■ **The task**:
Count the lines of the records that contain the string "ferret", treating uppercase and lowercase as different. Reply with the number alone.

** begin **

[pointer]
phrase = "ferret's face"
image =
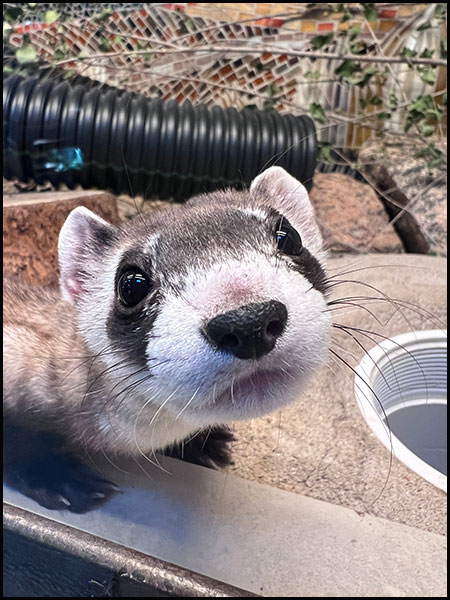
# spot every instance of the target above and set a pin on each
(217, 307)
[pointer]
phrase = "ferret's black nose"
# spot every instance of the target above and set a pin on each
(250, 331)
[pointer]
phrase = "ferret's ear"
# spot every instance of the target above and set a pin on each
(83, 239)
(290, 198)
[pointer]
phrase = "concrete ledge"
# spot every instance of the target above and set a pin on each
(248, 535)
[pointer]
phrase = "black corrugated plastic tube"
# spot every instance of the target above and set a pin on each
(79, 132)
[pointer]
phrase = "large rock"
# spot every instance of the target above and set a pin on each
(31, 225)
(414, 196)
(351, 217)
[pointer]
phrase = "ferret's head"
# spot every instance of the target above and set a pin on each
(217, 305)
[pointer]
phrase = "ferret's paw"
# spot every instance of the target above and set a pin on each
(60, 482)
(208, 448)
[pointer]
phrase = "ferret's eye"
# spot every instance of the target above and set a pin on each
(288, 239)
(133, 286)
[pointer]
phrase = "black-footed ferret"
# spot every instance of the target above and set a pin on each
(180, 320)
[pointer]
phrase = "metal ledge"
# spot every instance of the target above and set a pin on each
(190, 531)
(93, 566)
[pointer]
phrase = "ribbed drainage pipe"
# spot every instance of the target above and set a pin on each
(79, 132)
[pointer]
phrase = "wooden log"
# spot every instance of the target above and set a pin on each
(31, 225)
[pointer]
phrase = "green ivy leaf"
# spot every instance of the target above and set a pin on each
(427, 53)
(392, 101)
(26, 54)
(347, 68)
(358, 47)
(317, 113)
(104, 45)
(424, 26)
(319, 41)
(408, 53)
(51, 16)
(428, 75)
(370, 12)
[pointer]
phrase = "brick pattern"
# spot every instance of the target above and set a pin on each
(224, 79)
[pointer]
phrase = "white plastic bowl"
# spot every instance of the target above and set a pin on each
(407, 376)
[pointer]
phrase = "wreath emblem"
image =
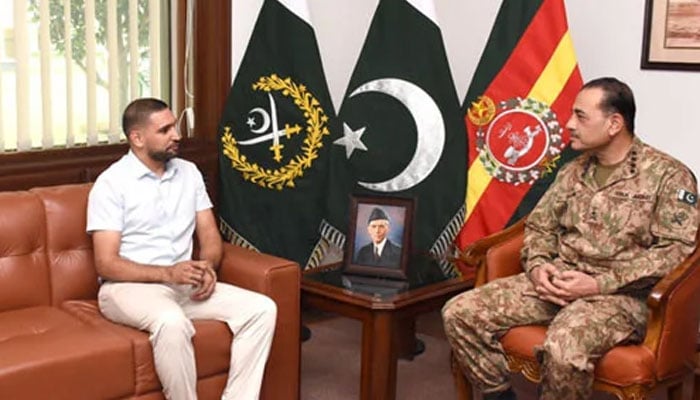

** end **

■ **Written solution**:
7